■ Entries from a dataset ■
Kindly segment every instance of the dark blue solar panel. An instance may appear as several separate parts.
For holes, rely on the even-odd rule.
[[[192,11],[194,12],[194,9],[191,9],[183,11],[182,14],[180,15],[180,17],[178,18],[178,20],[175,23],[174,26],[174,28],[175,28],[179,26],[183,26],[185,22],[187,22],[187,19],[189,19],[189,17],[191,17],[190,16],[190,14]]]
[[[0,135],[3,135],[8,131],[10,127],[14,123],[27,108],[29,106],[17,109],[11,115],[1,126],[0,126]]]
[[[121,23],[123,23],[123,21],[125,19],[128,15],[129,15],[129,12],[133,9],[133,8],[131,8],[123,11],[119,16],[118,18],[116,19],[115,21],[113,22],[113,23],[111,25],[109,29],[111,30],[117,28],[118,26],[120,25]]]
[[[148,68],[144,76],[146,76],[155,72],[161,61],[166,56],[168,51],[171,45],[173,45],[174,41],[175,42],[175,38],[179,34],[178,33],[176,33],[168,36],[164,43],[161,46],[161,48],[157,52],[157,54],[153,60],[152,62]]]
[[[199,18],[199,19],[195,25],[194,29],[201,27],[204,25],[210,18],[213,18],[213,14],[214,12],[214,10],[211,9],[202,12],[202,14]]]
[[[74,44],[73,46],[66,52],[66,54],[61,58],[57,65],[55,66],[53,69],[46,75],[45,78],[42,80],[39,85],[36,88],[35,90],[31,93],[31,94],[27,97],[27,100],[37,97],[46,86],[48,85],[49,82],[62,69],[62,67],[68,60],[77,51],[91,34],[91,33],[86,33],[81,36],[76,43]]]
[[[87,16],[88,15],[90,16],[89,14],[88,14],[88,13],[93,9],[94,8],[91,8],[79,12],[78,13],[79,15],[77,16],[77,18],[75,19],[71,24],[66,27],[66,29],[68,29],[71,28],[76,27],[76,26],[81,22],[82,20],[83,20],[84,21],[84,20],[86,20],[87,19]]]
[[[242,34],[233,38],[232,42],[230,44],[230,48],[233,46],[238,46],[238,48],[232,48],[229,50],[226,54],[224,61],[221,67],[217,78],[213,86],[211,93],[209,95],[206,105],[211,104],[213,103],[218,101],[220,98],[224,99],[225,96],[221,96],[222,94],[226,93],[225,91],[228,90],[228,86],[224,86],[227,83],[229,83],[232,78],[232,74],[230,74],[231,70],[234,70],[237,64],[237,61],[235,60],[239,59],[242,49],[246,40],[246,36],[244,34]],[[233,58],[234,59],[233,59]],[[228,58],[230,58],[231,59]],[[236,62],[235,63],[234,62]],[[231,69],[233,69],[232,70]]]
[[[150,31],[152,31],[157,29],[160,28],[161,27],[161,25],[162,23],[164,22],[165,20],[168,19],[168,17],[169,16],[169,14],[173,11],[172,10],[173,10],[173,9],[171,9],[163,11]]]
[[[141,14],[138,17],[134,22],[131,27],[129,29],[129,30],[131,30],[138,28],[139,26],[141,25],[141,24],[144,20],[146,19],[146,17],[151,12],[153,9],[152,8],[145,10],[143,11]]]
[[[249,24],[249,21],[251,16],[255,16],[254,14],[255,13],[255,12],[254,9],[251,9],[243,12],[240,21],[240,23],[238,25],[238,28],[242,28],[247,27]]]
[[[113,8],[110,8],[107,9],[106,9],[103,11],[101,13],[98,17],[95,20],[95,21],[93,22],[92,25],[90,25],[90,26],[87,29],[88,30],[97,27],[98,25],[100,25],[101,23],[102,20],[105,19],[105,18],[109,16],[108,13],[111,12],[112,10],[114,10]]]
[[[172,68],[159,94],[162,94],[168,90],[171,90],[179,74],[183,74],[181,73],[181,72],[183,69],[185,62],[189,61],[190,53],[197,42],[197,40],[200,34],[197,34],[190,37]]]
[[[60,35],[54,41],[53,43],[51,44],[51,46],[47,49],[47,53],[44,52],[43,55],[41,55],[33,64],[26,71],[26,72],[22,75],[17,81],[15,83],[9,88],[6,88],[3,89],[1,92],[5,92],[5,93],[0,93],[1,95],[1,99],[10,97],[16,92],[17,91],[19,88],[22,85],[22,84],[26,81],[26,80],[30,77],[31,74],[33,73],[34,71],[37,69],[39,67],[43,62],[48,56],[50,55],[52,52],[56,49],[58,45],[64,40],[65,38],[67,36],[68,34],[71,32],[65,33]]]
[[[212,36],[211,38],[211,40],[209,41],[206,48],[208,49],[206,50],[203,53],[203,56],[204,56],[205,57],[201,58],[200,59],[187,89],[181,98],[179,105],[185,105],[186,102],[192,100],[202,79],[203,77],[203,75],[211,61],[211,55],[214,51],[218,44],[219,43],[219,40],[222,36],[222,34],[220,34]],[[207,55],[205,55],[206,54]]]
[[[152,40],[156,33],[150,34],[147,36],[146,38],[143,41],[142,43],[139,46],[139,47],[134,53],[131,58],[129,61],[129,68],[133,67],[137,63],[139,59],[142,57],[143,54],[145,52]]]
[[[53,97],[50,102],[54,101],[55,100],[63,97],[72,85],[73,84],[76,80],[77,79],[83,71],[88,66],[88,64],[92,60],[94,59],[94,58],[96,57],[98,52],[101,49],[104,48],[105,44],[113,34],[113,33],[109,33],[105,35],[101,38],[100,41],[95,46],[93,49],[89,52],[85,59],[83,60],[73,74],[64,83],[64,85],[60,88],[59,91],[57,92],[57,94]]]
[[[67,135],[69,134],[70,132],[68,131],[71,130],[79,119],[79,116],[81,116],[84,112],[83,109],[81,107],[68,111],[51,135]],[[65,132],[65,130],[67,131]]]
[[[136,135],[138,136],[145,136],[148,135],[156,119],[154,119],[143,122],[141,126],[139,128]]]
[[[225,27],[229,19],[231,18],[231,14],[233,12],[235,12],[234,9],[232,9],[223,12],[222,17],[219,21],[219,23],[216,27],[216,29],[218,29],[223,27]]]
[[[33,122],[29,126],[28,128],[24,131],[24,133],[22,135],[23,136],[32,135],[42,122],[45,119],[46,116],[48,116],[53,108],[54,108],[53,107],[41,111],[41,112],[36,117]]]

■ Exercise ■
Transcribe all of the material above line by line, without changing a single character.

■ Written answer ■
Kindly segment every instance of the dark blue solar panel. An instance may appear as several separate parts.
For holes, rely on the even-odd rule.
[[[192,11],[194,12],[194,9],[191,9],[183,11],[182,14],[180,15],[180,17],[178,18],[178,20],[175,23],[174,26],[174,28],[175,28],[179,26],[183,26],[185,22],[187,22],[187,19],[189,19],[189,17],[191,17],[190,16],[190,14]]]
[[[0,135],[3,135],[8,131],[10,127],[14,123],[27,108],[29,106],[17,109],[11,115],[1,126],[0,126]]]
[[[121,23],[123,23],[123,21],[125,19],[128,15],[129,15],[129,12],[133,9],[133,8],[131,8],[123,11],[119,16],[118,18],[116,19],[115,21],[113,22],[113,23],[111,25],[109,29],[111,30],[117,28],[118,26],[120,25]]]
[[[148,68],[144,76],[146,76],[155,72],[161,61],[166,56],[168,51],[171,45],[173,45],[174,41],[175,42],[175,38],[179,34],[178,33],[176,33],[168,36],[164,43],[161,46],[161,48],[157,52],[157,54],[153,60],[152,62]]]
[[[199,18],[199,19],[195,25],[194,29],[201,27],[204,25],[210,18],[213,18],[213,14],[214,12],[214,10],[211,9],[202,12],[202,14]]]
[[[74,44],[73,46],[66,52],[66,54],[61,58],[57,65],[55,66],[53,69],[46,75],[45,78],[42,80],[39,85],[36,88],[35,90],[31,93],[31,94],[27,97],[27,100],[37,97],[46,86],[48,85],[49,82],[62,69],[62,67],[68,60],[77,51],[91,34],[91,33],[86,33],[81,36],[76,43]]]
[[[87,16],[88,15],[90,16],[89,14],[88,14],[88,13],[93,9],[94,8],[91,8],[79,12],[78,13],[79,15],[77,16],[77,18],[75,19],[71,24],[66,27],[66,29],[68,29],[71,28],[76,27],[76,26],[81,22],[82,20],[83,20],[84,21],[84,20],[86,20],[87,19]]]
[[[242,34],[233,38],[232,42],[230,44],[230,48],[233,46],[238,46],[238,48],[232,48],[229,50],[226,54],[224,61],[221,67],[217,78],[213,86],[211,93],[209,95],[206,105],[211,104],[213,103],[218,101],[220,98],[224,99],[225,96],[221,96],[222,94],[226,93],[225,91],[228,90],[228,86],[224,86],[227,83],[229,83],[232,78],[232,74],[230,74],[231,70],[234,70],[237,64],[237,61],[235,60],[239,59],[242,49],[246,40],[246,36],[244,34]],[[233,58],[234,59],[233,59]],[[228,58],[230,58],[231,59]],[[236,62],[235,63],[234,62]],[[231,69],[233,69],[232,70]]]
[[[150,31],[152,31],[157,29],[160,28],[161,27],[161,25],[162,23],[164,22],[165,20],[168,19],[168,17],[169,16],[169,14],[173,11],[172,10],[173,10],[173,9],[171,9],[163,11]]]
[[[141,14],[138,17],[134,22],[131,27],[129,29],[129,30],[131,30],[138,28],[139,26],[141,25],[141,24],[144,20],[146,19],[146,17],[151,12],[153,9],[152,8],[145,10],[143,11]]]
[[[249,24],[249,21],[251,16],[255,16],[254,14],[255,13],[255,12],[254,9],[251,9],[243,12],[240,21],[240,23],[238,25],[238,28],[242,28],[247,27]]]
[[[113,8],[110,8],[107,9],[106,9],[103,11],[101,13],[98,17],[95,20],[95,21],[93,22],[92,25],[90,25],[90,26],[87,29],[88,30],[97,27],[98,25],[100,25],[101,23],[102,20],[105,19],[105,18],[109,16],[108,13],[111,12],[112,10],[114,10]]]
[[[172,68],[159,94],[162,94],[168,90],[171,90],[179,74],[183,74],[181,73],[181,72],[183,69],[185,62],[189,61],[190,53],[197,42],[197,40],[200,34],[197,34],[190,37]]]
[[[60,35],[54,41],[53,43],[51,44],[51,46],[47,49],[47,53],[44,52],[43,55],[41,55],[33,64],[26,71],[26,72],[22,75],[17,81],[15,83],[9,88],[6,88],[3,89],[1,92],[5,92],[5,93],[0,93],[1,95],[1,99],[10,97],[16,92],[17,91],[19,88],[22,85],[22,84],[26,81],[26,80],[30,77],[31,74],[33,73],[34,71],[37,69],[39,67],[43,62],[48,56],[50,55],[52,52],[56,49],[58,45],[64,40],[65,38],[67,36],[68,34],[71,32],[65,33]]]
[[[212,36],[211,38],[211,40],[209,41],[206,48],[208,49],[206,50],[203,53],[203,56],[204,56],[205,57],[201,58],[200,59],[187,89],[181,98],[179,105],[185,105],[186,102],[192,100],[202,79],[203,77],[203,75],[211,61],[211,55],[214,51],[218,44],[219,43],[219,40],[222,36],[222,34],[220,34]],[[207,55],[205,55],[206,54]]]
[[[152,40],[156,33],[150,34],[147,36],[146,38],[143,41],[142,43],[139,46],[139,47],[134,53],[131,58],[129,61],[129,68],[133,67],[137,63],[139,59],[142,57],[143,54],[145,52]]]
[[[53,97],[50,102],[54,101],[55,100],[63,97],[72,85],[73,84],[76,80],[77,79],[83,71],[88,66],[88,64],[92,60],[94,59],[94,58],[96,57],[98,52],[101,49],[104,48],[105,44],[113,34],[113,33],[109,33],[105,35],[101,38],[100,41],[95,46],[93,49],[89,52],[85,59],[83,60],[73,74],[64,83],[64,85],[60,88],[59,91],[57,92],[57,94]]]
[[[67,135],[69,134],[70,132],[68,131],[71,130],[79,119],[79,116],[81,116],[84,112],[83,109],[81,107],[68,111],[51,135]],[[65,132],[65,130],[67,131]]]
[[[136,135],[138,136],[145,136],[148,135],[156,119],[154,119],[143,122],[141,126],[139,128]]]
[[[225,27],[229,19],[231,18],[231,14],[233,12],[235,12],[234,9],[232,9],[223,12],[222,17],[219,21],[219,23],[216,27],[216,29],[218,29],[223,27]]]
[[[33,122],[29,126],[28,128],[24,131],[24,133],[22,135],[23,136],[32,135],[42,122],[45,119],[46,116],[48,116],[53,108],[54,108],[53,107],[41,111],[41,112],[36,117]]]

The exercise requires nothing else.